Direction. Rewrite the records from the line that has "trace: grass" through the end of the records, swapping "lawn" for "turf" and leaving everything else unchanged.
>>>
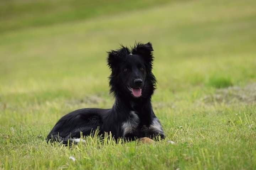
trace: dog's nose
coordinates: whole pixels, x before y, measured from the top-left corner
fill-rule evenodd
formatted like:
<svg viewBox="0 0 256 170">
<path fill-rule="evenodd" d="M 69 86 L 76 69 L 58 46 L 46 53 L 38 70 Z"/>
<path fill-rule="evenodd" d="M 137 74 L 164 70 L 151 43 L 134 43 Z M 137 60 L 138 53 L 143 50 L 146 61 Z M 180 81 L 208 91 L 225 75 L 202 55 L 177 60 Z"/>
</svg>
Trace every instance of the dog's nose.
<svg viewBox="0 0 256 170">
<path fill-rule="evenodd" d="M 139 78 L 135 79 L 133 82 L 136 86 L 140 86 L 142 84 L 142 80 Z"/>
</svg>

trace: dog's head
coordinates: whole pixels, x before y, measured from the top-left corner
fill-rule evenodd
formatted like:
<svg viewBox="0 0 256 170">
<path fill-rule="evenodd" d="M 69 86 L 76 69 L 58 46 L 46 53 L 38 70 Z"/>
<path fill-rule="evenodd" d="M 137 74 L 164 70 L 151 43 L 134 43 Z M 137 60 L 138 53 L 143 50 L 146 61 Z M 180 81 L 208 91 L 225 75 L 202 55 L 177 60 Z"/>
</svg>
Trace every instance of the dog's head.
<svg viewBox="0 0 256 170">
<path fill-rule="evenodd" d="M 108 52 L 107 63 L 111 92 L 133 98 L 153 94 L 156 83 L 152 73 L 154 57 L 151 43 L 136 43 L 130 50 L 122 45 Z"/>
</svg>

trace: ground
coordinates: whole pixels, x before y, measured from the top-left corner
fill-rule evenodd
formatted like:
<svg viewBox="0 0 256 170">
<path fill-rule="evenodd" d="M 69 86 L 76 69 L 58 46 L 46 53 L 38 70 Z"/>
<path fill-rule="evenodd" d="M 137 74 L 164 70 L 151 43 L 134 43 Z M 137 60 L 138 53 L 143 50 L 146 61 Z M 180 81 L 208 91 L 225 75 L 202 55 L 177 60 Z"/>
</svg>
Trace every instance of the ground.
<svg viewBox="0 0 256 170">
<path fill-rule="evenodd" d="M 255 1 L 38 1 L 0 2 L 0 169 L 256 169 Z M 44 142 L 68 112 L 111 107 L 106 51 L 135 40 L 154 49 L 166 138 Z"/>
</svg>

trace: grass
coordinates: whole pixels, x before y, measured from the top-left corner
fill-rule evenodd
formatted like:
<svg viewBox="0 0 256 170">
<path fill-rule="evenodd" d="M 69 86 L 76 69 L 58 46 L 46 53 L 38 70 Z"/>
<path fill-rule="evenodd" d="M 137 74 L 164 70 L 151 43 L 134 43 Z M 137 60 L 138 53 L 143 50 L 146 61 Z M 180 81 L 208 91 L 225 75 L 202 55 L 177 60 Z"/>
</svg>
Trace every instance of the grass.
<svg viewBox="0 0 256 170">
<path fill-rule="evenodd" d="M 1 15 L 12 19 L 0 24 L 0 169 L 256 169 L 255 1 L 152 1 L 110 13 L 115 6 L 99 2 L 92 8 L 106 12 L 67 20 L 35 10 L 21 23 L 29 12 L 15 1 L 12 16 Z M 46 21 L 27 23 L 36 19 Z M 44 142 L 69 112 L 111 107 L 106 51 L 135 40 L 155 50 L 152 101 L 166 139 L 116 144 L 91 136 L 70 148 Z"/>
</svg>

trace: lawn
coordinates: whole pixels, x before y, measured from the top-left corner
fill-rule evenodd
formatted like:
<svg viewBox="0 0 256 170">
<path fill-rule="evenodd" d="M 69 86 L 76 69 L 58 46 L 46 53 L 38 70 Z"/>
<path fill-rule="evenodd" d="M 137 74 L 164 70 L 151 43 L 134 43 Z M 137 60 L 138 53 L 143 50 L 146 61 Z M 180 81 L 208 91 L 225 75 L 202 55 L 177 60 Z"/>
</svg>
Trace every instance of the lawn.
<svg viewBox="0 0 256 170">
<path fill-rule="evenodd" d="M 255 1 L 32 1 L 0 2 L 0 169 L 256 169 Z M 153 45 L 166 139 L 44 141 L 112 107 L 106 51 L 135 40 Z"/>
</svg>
<<<
Response for this exercise.
trace: grass
coordinates: whole pixels, x before y, measured from the top-left corner
fill-rule evenodd
formatted like:
<svg viewBox="0 0 256 170">
<path fill-rule="evenodd" d="M 69 86 L 76 69 L 58 46 L 46 53 L 38 70 Z"/>
<path fill-rule="evenodd" d="M 137 74 L 164 70 L 151 43 L 134 43 Z M 137 60 L 138 53 L 143 50 L 146 61 Z M 180 81 L 208 91 L 225 75 L 202 55 L 177 60 Z"/>
</svg>
Trace every instance of the grass.
<svg viewBox="0 0 256 170">
<path fill-rule="evenodd" d="M 1 15 L 12 19 L 0 24 L 0 169 L 256 169 L 255 1 L 152 1 L 110 13 L 115 6 L 99 2 L 92 8 L 106 12 L 67 20 L 35 10 L 21 23 L 29 12 L 15 1 L 12 16 Z M 46 21 L 27 23 L 36 19 Z M 44 142 L 69 112 L 111 107 L 106 51 L 135 40 L 155 50 L 152 101 L 166 139 L 116 144 L 91 136 L 70 148 Z"/>
</svg>

trace: turf
coordinates: whole pixels, x before y, measured from the top-left corner
fill-rule evenodd
formatted like:
<svg viewBox="0 0 256 170">
<path fill-rule="evenodd" d="M 69 86 L 76 69 L 58 46 L 46 53 L 38 70 Z"/>
<path fill-rule="evenodd" d="M 137 74 L 164 70 L 151 43 L 134 43 Z M 137 60 L 138 53 L 143 50 L 146 61 Z M 180 81 L 208 91 L 225 75 L 202 55 L 177 60 Z"/>
</svg>
Trace every instance of the turf.
<svg viewBox="0 0 256 170">
<path fill-rule="evenodd" d="M 255 1 L 32 1 L 0 2 L 0 169 L 256 169 Z M 153 45 L 166 139 L 44 141 L 112 107 L 106 51 L 135 40 Z"/>
</svg>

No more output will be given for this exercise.